──────── Supplied passage ────────

United States Bankruptcy Court, M.D. Georgia, Columbus Division
Jun 23, 1987
76 B.R. 855 (Bankr. M.D. Ga. 1987)

Opinion

Bankruptcy No. 85-40160-COL.

June 23, 1987.

Charles C. Carter, Columbus, Ga., applicant.


MEMORANDUM OPINION ON APPLICATION FOR AUTHORIZATION TO EMPLOY AN ATTORNEY NUN PRO TUNC


MEMORANDUM OPINION AND ORDER

Camp Lightweight, Inc., Debtor, filed its Chapter 11 case with this Court on March 22, 1985. Debtor filed its "Application for Authorization to Employ an Attorney Nunc Pro Tunc" with the Court on March 6, 1987. In its application, Debtor asks the Court to appoint Charles C. Carter as attorney for Debtor in this Chapter 11 case retroactive to March 22, 1985. The application came on for hearing before the Court on March 31, 1987, and the Court, having considered the application, now enters this memorandum opinion and order.

As noted by the United States Supreme Court in NLRB v. Bildisco Bildisco, there is no real distinction between the term "debtor" and "debtor in possession." 465 U.S. 513, 528, 104 S.Ct. 1188, 1197, 79 L.Ed.2d 482 (1984). Debtor's application is really brought in its capacity as debtor in possession, which gives Debtor substantial powers under the Bankruptcy Code.

Wilson Camp, President of Debtor, appeared at the March 31, 1987, hearing and advised the Court that Mr. Carter was discharged from representing Debtor approximately one week before the hearing.

────────

Direction 1.
Copy the passage of the bankruptcy opinion from "Wilson Camp, President" up to and including "before the hearing.".
Direction 2.
List every line of the rows below that contains the string "lumber".

──────── Source material ────────

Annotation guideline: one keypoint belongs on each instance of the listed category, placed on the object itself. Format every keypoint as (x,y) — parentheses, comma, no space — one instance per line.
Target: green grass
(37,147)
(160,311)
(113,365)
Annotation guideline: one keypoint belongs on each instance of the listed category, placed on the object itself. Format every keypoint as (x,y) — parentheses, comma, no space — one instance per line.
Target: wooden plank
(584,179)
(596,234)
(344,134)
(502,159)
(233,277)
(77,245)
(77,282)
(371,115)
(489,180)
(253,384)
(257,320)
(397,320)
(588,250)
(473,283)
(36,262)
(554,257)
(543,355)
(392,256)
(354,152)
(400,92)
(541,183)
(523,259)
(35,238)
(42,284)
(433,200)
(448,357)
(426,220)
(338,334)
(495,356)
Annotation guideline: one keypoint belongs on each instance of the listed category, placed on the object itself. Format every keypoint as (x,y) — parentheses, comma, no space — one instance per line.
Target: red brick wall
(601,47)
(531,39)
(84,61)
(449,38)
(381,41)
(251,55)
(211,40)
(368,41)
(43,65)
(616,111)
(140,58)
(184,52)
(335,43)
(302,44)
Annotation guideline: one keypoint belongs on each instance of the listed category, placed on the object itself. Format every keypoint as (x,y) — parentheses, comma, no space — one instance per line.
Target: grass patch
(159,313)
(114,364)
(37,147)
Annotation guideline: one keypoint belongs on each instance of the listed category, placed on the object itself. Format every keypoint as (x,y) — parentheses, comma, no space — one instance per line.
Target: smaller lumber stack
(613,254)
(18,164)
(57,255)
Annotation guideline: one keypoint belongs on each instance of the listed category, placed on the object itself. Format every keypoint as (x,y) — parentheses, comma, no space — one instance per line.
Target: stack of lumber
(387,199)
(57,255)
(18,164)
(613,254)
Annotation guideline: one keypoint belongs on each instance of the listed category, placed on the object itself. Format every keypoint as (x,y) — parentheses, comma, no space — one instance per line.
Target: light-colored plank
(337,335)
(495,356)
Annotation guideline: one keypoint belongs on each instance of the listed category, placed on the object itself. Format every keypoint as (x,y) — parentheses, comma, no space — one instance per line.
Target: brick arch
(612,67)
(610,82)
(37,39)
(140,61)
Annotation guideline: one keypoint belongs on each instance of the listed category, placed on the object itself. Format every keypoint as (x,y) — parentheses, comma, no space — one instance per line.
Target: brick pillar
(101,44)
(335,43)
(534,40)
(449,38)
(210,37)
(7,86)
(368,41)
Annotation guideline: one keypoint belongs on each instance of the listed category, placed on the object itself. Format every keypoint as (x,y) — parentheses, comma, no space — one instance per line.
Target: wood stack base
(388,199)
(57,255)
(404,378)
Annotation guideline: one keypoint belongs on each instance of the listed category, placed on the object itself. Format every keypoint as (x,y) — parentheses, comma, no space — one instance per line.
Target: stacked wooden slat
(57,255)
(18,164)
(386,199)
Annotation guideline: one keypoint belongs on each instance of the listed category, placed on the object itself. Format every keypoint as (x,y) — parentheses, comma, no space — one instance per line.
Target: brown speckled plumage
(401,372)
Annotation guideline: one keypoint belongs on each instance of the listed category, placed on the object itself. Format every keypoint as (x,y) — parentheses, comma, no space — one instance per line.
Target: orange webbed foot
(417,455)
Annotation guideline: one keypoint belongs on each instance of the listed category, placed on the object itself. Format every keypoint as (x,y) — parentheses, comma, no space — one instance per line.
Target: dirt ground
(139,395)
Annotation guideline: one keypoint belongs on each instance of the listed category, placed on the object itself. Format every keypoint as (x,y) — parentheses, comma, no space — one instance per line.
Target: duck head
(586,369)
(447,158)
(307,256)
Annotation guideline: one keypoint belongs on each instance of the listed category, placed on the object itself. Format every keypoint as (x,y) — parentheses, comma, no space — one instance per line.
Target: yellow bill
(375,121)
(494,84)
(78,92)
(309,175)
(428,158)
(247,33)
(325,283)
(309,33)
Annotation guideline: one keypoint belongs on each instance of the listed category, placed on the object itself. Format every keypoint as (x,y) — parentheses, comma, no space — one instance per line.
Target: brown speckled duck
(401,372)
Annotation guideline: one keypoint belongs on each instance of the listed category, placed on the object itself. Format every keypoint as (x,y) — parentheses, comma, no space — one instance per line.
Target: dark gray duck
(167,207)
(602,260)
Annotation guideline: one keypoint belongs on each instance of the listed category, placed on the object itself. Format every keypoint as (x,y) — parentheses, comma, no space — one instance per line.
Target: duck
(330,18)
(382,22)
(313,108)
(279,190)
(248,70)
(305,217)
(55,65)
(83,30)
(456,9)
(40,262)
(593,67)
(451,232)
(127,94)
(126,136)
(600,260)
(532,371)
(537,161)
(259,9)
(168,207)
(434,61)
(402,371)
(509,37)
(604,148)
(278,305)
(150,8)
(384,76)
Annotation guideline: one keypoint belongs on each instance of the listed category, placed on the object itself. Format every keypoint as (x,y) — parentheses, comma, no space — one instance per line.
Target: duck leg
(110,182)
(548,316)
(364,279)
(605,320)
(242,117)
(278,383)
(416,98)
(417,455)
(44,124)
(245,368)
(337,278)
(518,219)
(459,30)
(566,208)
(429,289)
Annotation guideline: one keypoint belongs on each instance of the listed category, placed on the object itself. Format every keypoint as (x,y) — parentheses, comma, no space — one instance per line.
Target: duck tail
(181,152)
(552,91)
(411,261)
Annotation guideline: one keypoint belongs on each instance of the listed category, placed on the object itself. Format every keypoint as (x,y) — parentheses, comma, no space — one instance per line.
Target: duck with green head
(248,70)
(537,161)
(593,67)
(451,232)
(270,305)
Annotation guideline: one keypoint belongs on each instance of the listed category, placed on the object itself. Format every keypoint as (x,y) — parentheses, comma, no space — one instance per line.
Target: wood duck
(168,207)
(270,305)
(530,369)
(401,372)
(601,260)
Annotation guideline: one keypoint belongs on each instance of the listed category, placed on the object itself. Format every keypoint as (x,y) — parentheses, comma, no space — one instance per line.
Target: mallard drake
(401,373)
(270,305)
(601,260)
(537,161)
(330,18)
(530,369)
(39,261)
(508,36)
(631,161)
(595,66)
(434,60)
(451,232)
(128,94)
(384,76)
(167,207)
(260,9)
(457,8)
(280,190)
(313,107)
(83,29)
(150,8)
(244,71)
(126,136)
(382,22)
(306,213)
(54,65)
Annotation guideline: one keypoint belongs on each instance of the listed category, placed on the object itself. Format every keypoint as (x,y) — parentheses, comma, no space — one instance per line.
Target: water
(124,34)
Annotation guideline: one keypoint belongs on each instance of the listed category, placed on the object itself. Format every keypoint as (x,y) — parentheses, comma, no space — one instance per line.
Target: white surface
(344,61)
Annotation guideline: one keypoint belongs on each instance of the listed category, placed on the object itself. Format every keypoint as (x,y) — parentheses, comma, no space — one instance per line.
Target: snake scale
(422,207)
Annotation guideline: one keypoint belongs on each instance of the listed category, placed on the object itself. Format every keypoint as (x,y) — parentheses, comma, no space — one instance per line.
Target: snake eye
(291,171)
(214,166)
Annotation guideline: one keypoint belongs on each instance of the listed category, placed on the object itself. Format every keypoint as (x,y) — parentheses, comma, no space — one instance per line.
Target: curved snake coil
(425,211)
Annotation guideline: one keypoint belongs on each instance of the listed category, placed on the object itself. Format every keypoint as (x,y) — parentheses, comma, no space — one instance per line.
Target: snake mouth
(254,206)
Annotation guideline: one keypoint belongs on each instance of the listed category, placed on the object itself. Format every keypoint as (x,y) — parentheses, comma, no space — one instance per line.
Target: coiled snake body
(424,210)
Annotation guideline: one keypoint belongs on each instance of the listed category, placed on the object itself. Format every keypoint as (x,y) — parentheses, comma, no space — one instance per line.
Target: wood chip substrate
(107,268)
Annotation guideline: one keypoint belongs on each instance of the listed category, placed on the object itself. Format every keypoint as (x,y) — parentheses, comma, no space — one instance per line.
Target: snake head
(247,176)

────────

Problem solution 1.
Wilson Camp, President of Debtor, appeared at the March 31, 1987, hearing and advised the Court that Mr. Carter was discharged from representing Debtor approximately one week before the hearing.

Problem solution 2.
Target: smaller lumber stack
Target: stack of lumber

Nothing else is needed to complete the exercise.